Короткое задание:
Сколько тем автор литературного дневника пока планирует?

--- Данный текст ---

***

Алла Тангейзер: литературный дневник

/13:16/ Пока планирую три темы.
1) «Ежовский» — очевидно психически больной, неадекватный тип, которого активно используют силы, заинтересованные в развитии деструктивных процессов в этой стране. Ладно бы, дурик, — но он ведь чего-то добивается! Он пользуется каким-то покровительством, с ним общаются, ему верят…
Вчера вечером он подвалил, спросил, хочу ли я поесть (а я сейчас всегда не откажусь), и я ответила, что поела бы, но только он ведь будет ГОВОРИТЬ!.. Он ответил: «Я? Нет, ничего не буду». В результате он сообщил (буквально), что у его жены было ДВА групповых изнасилования, и что я должна хорошенько выпестовать свою любовь. «Я (?!!) должна выпестовать любовь?!! К кому?!! “Молдаванина” вашего я послала». — «К… (“Персонажу”)». — «ГДЕ он?!! (Он вчера не появлялся.) К КОМУ я должна выпестовать свою любовь, к воздуху, к пустому месту?!! Я человека не знаю вообще, я ни разу с ним толком не поговорила даже. Вы бредите?!!» — «Нет, сначала надо выпестовать свою любовь». Ля, — за ногу!..

--- Исходный материал ---

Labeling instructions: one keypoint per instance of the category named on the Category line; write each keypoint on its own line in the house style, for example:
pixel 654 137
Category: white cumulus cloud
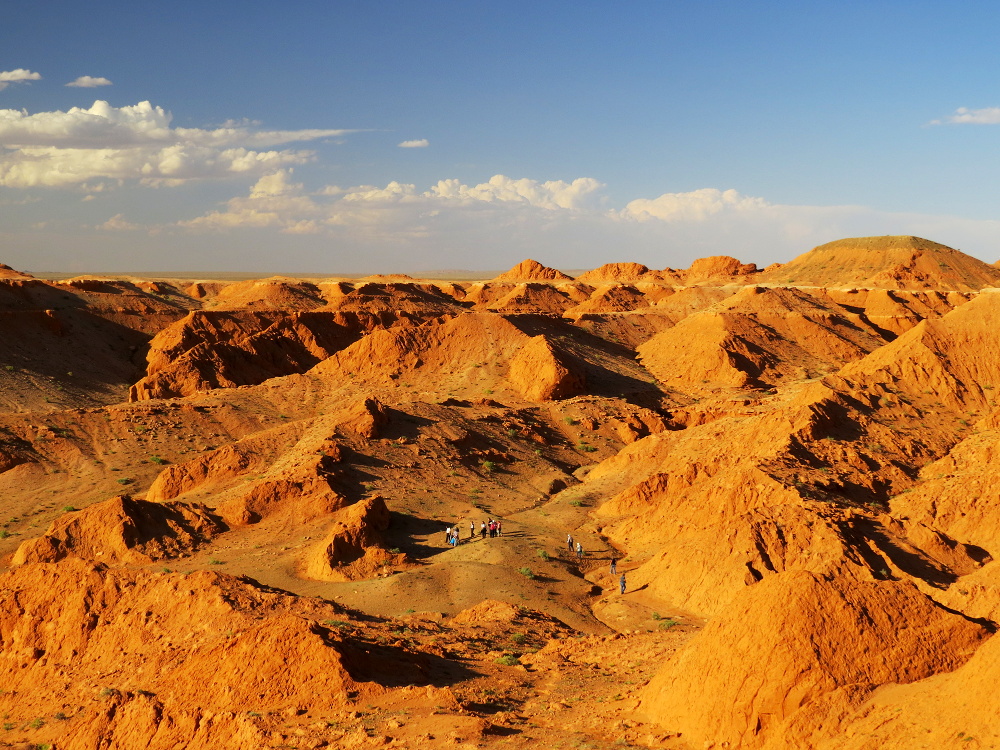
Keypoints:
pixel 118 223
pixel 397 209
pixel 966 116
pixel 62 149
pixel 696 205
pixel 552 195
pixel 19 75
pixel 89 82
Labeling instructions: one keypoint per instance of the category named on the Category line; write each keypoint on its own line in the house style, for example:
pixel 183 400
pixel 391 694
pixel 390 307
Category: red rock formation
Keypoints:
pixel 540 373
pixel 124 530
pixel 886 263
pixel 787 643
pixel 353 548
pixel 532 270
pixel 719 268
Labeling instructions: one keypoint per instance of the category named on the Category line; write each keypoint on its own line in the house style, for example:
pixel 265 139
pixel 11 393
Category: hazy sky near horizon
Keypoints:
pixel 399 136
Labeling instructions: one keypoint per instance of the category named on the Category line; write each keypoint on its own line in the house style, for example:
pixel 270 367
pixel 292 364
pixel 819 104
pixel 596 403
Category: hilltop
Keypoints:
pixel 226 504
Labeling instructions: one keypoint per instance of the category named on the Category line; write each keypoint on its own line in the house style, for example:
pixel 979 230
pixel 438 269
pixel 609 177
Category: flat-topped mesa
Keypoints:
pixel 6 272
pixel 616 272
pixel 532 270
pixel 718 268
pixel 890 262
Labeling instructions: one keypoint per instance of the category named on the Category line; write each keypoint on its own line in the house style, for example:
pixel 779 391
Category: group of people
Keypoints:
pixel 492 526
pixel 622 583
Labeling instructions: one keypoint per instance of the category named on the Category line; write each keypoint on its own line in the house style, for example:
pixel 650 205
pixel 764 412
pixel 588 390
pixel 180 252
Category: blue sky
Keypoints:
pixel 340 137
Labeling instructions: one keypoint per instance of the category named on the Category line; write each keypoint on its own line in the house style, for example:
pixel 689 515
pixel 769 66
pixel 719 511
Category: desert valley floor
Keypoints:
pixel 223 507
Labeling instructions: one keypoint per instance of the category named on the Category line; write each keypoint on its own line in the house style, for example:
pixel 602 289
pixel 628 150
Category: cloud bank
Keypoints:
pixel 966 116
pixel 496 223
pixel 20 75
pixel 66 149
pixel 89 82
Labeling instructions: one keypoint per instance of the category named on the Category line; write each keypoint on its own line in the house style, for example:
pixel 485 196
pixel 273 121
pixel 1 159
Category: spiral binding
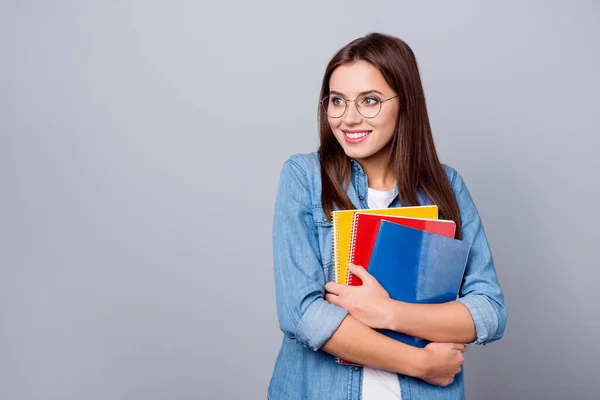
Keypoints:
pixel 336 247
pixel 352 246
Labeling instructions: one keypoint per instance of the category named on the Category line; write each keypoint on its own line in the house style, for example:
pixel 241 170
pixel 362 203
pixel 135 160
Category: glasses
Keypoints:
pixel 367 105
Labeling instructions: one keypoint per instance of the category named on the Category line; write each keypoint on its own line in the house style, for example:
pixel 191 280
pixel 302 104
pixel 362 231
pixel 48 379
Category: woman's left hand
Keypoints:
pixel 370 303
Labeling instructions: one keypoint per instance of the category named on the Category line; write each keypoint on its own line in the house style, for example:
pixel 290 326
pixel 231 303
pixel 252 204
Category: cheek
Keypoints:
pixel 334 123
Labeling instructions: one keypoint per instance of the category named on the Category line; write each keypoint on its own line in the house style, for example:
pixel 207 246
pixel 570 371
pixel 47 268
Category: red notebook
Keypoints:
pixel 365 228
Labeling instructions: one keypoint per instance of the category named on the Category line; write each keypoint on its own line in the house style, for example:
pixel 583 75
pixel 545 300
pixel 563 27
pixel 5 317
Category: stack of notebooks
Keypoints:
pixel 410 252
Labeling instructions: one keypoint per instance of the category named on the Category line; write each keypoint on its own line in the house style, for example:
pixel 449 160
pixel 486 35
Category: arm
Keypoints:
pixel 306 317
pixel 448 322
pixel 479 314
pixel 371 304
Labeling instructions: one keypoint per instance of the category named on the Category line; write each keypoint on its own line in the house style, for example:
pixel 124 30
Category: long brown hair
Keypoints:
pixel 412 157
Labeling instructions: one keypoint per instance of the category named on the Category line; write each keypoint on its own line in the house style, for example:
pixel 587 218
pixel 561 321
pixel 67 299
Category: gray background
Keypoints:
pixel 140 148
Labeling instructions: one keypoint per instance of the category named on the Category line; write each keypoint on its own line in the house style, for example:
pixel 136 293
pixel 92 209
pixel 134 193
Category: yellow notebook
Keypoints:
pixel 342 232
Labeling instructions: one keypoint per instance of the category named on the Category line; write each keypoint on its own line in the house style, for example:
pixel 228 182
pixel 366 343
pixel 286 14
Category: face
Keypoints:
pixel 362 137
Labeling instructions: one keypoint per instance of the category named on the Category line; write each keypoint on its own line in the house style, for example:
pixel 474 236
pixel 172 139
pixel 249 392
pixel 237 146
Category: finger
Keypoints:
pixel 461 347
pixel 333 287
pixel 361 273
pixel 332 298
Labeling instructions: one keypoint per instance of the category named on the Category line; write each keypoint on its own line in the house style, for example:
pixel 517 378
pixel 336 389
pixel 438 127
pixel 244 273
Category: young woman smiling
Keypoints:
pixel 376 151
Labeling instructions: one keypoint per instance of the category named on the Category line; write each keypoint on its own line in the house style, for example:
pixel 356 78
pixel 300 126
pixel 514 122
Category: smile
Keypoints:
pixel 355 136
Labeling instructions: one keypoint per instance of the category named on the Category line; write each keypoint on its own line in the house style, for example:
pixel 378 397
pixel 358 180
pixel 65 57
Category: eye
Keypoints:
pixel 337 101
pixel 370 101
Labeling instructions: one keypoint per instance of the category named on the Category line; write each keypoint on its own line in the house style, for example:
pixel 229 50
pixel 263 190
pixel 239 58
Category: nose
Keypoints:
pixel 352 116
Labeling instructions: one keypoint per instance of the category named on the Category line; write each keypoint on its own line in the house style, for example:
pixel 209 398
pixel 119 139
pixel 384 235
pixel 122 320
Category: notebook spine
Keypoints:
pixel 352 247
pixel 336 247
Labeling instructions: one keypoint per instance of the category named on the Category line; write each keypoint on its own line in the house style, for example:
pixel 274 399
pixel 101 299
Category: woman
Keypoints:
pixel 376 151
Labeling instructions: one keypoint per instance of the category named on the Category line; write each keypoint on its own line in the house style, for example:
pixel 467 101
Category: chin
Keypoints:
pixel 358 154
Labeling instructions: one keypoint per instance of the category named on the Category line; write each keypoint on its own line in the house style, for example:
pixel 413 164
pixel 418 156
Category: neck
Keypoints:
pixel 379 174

---
--- Исходный материал ---

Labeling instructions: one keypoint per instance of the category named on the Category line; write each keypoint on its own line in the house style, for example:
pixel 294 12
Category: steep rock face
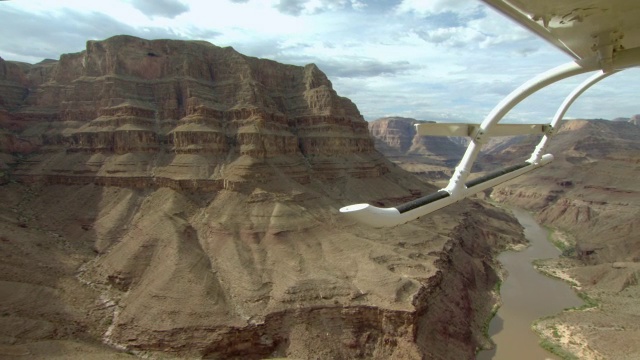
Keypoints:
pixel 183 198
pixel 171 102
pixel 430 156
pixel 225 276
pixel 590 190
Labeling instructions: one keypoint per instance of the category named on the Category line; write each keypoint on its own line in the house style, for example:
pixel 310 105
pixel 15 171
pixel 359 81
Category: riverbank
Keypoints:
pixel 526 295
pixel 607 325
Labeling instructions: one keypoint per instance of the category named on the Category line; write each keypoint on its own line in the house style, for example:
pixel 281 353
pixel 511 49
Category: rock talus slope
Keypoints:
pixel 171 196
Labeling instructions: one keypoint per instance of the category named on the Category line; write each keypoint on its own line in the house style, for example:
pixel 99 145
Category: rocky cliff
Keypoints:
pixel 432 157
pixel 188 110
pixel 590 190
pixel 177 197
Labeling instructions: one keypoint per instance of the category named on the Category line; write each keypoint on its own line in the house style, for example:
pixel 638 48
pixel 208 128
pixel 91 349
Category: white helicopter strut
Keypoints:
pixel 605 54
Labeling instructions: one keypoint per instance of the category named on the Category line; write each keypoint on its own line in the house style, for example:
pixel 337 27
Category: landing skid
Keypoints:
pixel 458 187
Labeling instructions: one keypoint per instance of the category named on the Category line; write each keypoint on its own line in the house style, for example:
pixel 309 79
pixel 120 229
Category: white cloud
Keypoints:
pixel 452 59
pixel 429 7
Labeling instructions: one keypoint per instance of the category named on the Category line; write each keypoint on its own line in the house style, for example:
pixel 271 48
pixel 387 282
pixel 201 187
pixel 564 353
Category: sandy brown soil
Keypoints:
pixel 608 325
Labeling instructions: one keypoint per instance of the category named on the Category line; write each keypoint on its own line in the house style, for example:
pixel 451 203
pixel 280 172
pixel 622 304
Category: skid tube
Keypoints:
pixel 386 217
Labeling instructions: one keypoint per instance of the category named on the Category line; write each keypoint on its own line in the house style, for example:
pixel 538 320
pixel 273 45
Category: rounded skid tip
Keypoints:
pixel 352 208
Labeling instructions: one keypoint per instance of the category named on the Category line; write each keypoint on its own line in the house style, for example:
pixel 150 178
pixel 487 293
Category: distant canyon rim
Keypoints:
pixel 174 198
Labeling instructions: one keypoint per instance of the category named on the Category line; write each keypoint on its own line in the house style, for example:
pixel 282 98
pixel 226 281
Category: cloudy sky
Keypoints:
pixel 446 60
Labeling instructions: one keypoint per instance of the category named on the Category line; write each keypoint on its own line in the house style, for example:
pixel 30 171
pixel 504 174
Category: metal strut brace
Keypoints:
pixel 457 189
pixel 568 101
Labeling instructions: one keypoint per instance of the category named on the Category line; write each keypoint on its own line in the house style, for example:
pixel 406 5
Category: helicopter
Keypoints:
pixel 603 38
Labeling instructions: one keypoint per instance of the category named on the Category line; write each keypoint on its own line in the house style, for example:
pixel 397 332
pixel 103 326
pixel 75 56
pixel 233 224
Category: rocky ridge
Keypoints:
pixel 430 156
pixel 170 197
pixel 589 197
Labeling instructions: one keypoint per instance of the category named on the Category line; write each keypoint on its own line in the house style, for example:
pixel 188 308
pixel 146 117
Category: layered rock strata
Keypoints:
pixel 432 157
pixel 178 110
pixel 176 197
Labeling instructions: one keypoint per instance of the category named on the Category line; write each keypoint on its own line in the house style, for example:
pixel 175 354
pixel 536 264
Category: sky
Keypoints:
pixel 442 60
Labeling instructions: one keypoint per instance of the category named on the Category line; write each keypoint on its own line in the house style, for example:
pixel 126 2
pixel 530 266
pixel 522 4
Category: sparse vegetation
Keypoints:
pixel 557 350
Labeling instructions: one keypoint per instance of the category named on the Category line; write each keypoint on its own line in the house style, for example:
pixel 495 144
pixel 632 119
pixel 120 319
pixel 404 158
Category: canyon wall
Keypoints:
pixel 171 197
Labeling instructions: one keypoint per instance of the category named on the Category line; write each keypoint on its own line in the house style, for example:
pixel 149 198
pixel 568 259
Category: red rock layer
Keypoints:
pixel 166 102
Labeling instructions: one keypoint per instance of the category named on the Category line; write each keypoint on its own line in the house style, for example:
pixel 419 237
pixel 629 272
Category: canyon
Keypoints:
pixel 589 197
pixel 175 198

---
--- Исходный материал ---

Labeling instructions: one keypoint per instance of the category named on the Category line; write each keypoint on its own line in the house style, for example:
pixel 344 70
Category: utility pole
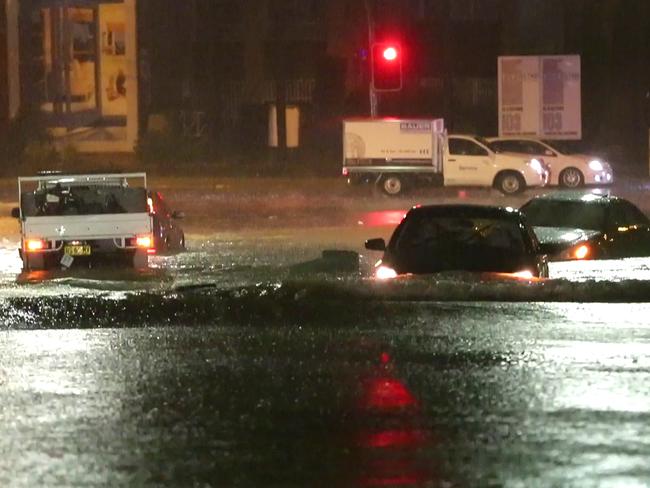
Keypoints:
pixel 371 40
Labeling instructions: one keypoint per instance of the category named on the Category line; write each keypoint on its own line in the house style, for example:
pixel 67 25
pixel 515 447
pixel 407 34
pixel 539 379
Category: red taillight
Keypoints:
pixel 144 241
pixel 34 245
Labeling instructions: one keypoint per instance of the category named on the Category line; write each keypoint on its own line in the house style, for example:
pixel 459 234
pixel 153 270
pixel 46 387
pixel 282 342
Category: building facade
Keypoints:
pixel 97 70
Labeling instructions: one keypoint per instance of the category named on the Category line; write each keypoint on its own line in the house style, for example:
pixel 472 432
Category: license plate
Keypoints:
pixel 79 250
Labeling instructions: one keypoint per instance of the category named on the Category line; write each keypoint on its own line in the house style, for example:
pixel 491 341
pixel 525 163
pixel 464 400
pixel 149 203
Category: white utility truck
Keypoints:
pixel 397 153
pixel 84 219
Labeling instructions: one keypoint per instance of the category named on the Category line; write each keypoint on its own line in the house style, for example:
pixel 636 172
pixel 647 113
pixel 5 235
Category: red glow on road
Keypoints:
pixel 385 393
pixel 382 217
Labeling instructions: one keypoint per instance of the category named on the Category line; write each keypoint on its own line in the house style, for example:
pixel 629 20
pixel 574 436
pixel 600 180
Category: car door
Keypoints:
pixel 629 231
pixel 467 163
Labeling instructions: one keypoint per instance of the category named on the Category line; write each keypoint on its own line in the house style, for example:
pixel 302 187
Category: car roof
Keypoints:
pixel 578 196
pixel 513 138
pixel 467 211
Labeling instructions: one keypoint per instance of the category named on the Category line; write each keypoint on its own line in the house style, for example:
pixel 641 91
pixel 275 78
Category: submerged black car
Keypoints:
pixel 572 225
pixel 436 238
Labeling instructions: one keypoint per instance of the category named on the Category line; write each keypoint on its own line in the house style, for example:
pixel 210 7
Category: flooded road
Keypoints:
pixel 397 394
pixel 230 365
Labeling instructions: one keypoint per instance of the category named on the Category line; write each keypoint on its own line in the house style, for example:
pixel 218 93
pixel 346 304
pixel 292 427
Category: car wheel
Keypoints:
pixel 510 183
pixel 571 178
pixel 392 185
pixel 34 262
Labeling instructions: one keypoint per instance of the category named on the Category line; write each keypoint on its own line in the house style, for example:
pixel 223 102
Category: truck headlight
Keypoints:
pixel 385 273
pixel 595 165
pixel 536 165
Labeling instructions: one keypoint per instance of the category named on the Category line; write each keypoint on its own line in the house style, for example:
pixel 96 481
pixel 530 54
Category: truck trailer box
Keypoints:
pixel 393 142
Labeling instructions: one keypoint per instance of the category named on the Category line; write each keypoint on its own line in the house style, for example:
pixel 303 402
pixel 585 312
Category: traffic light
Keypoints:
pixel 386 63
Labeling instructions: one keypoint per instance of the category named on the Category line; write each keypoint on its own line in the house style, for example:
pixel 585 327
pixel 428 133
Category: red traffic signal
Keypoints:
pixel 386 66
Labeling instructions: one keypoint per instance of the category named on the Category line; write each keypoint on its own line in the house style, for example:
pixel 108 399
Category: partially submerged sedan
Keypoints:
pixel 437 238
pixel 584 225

---

Ответ:
Три темы.